=== TEXT UNDER STUDY ===
+++

Thursday, September 19, 2013

Victory in China!

By Chela Vázquez

Farmer applying endosulfan on cotton field in Xinjiang
 province, China. Picture provided by PEAC, Yunnan province, China.
China has joined the global effort to eliminate endosulfan. This is very good — and very big — news, since China is both a large user and major producer of this harmful, longlasting pesticide.

"We are glad that China's leadership has taken the right steps in protecting its citizens," says Dou Hong of Pesticide Eco-Alternative Center (PEAC), a PAN partner group in the Yunnan province. The 12th National People's Congress agreed to eliminate China's production and use of endosulfan in late August, when it ratified a global treaty amendment requiring the ban.

Endosulfan was added to the list of chemicals slated for a global elimination under the Stockholm Convention back in 2011, after a powerful push by PAN partners around the world. The antiquated pesticide is highly toxic to humans and most other organisms, and can persist for years — even decades — in the environment.

+++

=== GIVEN RECORDS ===
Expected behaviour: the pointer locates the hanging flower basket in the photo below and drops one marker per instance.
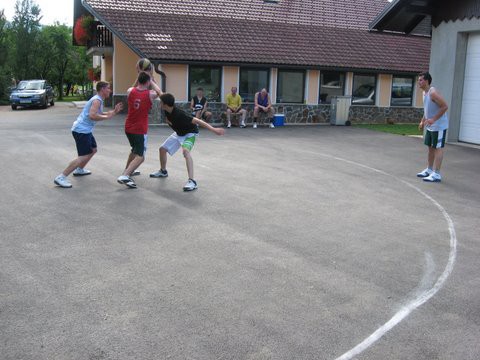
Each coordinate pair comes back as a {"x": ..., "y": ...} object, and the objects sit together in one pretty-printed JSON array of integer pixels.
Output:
[
  {"x": 94, "y": 74},
  {"x": 83, "y": 29}
]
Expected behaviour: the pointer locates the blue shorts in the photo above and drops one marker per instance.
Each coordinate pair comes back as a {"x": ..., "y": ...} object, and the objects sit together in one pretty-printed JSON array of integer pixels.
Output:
[
  {"x": 435, "y": 139},
  {"x": 85, "y": 143}
]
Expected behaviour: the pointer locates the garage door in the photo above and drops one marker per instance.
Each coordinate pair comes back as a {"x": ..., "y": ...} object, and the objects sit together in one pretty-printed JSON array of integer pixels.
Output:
[{"x": 470, "y": 120}]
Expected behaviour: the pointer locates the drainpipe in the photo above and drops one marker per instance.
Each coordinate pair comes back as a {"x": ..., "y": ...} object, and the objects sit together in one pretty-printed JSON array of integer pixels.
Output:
[{"x": 162, "y": 75}]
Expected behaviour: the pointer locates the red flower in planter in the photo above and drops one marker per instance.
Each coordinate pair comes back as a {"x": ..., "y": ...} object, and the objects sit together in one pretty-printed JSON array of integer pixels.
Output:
[{"x": 82, "y": 31}]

+++

=== TASK INSTRUCTIONS ===
**A)** In the endosulfan article, rewrite everything from "Victory in China!" down to "harmful, longlasting pesticide.", putting "wheat" wherever "cotton" appears.
**B)** Translate this sentence from the endosulfan article into Spanish: "China has joined the global effort to eliminate endosulfan."
Work only from the article on China's endosulfan ban.

=== REPLIES ===
**A)**
Victory in China!

By Chela Vázquez

Farmer applying endosulfan on wheat field in Xinjiang
 province, China. Picture provided by PEAC, Yunnan province, China.
China has joined the global effort to eliminate endosulfan. This is very good — and very big — news, since China is both a large user and major producer of this harmful, longlasting pesticide.

**B)** China se ha sumado al esfuerzo mundial para eliminar el endosulfán.